Reproduce the listing word for word. Skip any image.

—————

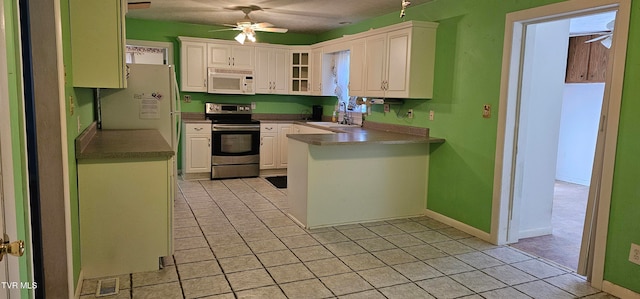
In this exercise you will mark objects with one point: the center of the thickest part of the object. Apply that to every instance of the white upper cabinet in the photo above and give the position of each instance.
(357, 67)
(300, 78)
(316, 71)
(271, 70)
(193, 66)
(375, 62)
(390, 69)
(230, 56)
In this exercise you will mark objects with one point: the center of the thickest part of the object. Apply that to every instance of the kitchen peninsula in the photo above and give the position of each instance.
(125, 191)
(357, 175)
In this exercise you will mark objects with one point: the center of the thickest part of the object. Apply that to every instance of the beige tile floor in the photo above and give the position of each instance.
(234, 240)
(567, 219)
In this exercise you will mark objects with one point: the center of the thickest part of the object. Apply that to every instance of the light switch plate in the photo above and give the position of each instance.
(634, 254)
(486, 111)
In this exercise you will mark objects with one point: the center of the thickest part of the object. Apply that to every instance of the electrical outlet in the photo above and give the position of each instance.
(71, 105)
(486, 111)
(634, 254)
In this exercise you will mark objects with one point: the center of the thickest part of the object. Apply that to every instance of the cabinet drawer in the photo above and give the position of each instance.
(197, 128)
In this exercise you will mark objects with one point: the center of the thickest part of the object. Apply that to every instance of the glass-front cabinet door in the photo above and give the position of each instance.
(300, 63)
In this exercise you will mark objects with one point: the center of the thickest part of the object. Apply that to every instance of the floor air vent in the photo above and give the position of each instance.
(107, 287)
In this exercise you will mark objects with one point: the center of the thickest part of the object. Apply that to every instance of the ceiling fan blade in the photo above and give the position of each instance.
(598, 38)
(270, 29)
(139, 5)
(261, 25)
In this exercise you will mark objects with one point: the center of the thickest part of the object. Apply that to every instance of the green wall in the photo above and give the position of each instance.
(468, 65)
(18, 150)
(467, 76)
(164, 31)
(624, 222)
(79, 107)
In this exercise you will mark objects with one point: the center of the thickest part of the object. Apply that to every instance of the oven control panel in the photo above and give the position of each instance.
(212, 108)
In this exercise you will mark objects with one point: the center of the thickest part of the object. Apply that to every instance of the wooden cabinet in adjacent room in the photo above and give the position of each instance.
(586, 62)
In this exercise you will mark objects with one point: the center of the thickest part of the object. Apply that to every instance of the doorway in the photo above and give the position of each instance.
(9, 224)
(560, 107)
(518, 78)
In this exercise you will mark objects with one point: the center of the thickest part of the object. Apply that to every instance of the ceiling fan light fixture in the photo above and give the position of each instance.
(251, 37)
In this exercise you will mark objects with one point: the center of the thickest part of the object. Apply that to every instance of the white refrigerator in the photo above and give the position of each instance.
(150, 101)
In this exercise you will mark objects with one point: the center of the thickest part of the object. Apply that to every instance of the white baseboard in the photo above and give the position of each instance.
(79, 286)
(619, 291)
(530, 233)
(273, 172)
(459, 225)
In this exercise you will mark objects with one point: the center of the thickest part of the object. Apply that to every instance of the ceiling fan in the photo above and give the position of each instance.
(605, 37)
(248, 28)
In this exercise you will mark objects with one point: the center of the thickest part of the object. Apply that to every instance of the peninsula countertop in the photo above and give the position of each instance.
(121, 144)
(357, 135)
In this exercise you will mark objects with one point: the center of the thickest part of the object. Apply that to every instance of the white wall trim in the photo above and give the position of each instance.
(530, 233)
(459, 225)
(65, 149)
(619, 291)
(6, 164)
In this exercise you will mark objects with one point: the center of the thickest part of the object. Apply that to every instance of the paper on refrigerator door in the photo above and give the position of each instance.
(149, 105)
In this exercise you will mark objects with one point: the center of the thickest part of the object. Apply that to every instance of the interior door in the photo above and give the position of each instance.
(9, 269)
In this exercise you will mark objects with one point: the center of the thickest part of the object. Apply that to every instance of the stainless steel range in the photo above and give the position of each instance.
(235, 150)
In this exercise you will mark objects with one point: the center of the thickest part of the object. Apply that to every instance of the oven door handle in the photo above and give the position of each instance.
(235, 127)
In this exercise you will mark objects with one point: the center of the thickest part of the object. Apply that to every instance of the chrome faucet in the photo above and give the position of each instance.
(345, 119)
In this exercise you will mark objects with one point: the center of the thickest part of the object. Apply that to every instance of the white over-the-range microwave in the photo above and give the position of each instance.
(230, 81)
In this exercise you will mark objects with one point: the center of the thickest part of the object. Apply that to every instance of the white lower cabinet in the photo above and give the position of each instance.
(273, 145)
(196, 150)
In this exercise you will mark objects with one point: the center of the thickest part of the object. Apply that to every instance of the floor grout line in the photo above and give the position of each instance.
(230, 199)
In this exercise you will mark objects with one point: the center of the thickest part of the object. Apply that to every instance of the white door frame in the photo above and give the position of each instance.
(10, 267)
(509, 93)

—————

COMPLETE OUTPUT:
In this exercise you will mark objects with one point: the center of the thickest part of the object. Apply that to every instance of the white upper cabinet in the photo above and give the position of each instance.
(357, 67)
(300, 78)
(316, 71)
(271, 70)
(193, 66)
(375, 62)
(390, 69)
(230, 56)
In this exercise you will mark objects with one point: the center of the thickest part of the object. Apply that to every instance of the kitchen peninsula in the photo above and give the position of each instance.
(125, 191)
(357, 175)
In this exercise you will mark objects with one point: the center of the thickest part of the object. Apply that to every instance of the beige tile floor in the photo above and give the position of each instance.
(234, 240)
(567, 219)
In this exercise you will mark objects with one point: the center of the thickest part of the object. Apply that to every instance of the light switch plate in the photo above and give the position of each instance.
(634, 254)
(486, 111)
In this exercise you will mark objects with one point: the center of the thickest part of the object. Apply that to every instance of the electrical outlet in the photo above and give the position of each instance.
(71, 105)
(486, 111)
(634, 254)
In this exercise you will mark objects with one point: the center of the thickest part of the object. Apply that to every instance of the cabinet drawer in the photo above and give the position of each instance.
(197, 128)
In this exercise you will mark objects with one point: the center of the thickest part of the object. Apply that to every instance of the glass-front cabinet door in the photo above and give the position of each instance.
(300, 63)
In this exercise you will mark objects with one point: the center of the thickest part of the object. Apply that to every instance of the floor air vent in the photo above and give the position of each instance.
(107, 287)
In this exercise you will mark objects with one point: the center of the thickest part of the object. Apply that to every instance of the ceiling fan blade in the photo above and give the position of each instance.
(598, 38)
(270, 29)
(139, 5)
(261, 25)
In this exercise you will mark objects with one point: the center of the thickest part of the object. Apply that to every instance of the green wall in the photo above and give the position of each instance.
(468, 65)
(18, 150)
(467, 76)
(164, 31)
(624, 222)
(79, 107)
In this exercise you will mark objects with one point: the center of the thickest part of the object. Apply that to every instance of the oven control panel in the photo above and give the position of each instance.
(212, 108)
In this exercise you will mark objects with one point: the center of the thickest part of the object. Apply that to every instance of the wooden cabinet in adjacent room in the photo above and give the position of each instance.
(586, 62)
In this exercise you will mark objects with one point: the center of the thickest part of the object. Apply that to every instance of the doorway in the photo above and give the position of each instance.
(9, 224)
(560, 107)
(518, 78)
In this exercise you will mark objects with one point: the center of the thickest part of the object. Apply that to every instance of the ceiling fan light fixture in the photo above and give the position of each instance.
(251, 37)
In this exercise you will mark objects with one point: the center of the thickest part of the object. Apply that to every instance of the white refrigerator in the photo above and give the position of each instance.
(150, 101)
In this exercise you will mark objects with one point: the center of the thickest part of the object. Apply that to every instance of the white baseboard in the photo above and give the position of each instance.
(79, 286)
(619, 291)
(530, 233)
(273, 172)
(459, 225)
In this exercise you will mark objects with one point: the center of the thickest part of the object. Apply that to every instance of the ceiling fan in the photo above and give the position of each instance.
(605, 37)
(248, 28)
In this exercise you will mark objects with one point: the center of the thickest part of the object. Apply that to every instance of the peninsula countertop in the photo above and give the position of each instance.
(121, 144)
(357, 135)
In this exercise you will mark objects with one point: the center of the thickest part of the object. Apply that to every instance of the white wall trim in the photo above and give the position of each instance.
(530, 233)
(459, 225)
(65, 149)
(619, 291)
(6, 164)
In this exercise you will mark objects with one point: the center of the thickest part of the object. Apply that to every instance of the paper on refrigerator door in the photo above and give the position of each instance.
(149, 105)
In this exercise you will mark objects with one point: the center of the thickest part of the object. Apply that to every instance of the interior door in the photo above and give the position of each instance.
(9, 269)
In this exercise you will mark objects with one point: the center of the thickest part of the object. Apply that to every instance of the stainless steel range in the photo above and give the position of each instance.
(235, 150)
In this exercise you will mark objects with one point: the center of the thickest part of the object. Apply that to every instance of the oven door handle in the photo above and give the position of each instance.
(235, 127)
In this exercise you will mark objects with one point: the center of the thickest part of the object. Apply that to every instance of the chrome faucet in the photo above and give the position of each instance.
(345, 119)
In this exercise you will mark objects with one point: the center of the thickest part of the object. Apply that to every instance of the white over-the-range microwave in the photo above and give the position of each instance.
(230, 81)
In this exercise you will mark objects with one point: the center of the thickest part of the object. Apply that to every instance of the white lower cabinet in the photo above and give the position of each instance.
(273, 145)
(196, 150)
In this exercise you will mark objects with one point: the center of the thickest part of the object. Apply that to every instance of the floor grout line in the photo above and give the position of each instance.
(230, 199)
In this exercise you will mark objects with one point: the center of the thickest part of the object. Apply that to every instance of the white door frame in the photo above and give the position of each instance.
(10, 267)
(509, 93)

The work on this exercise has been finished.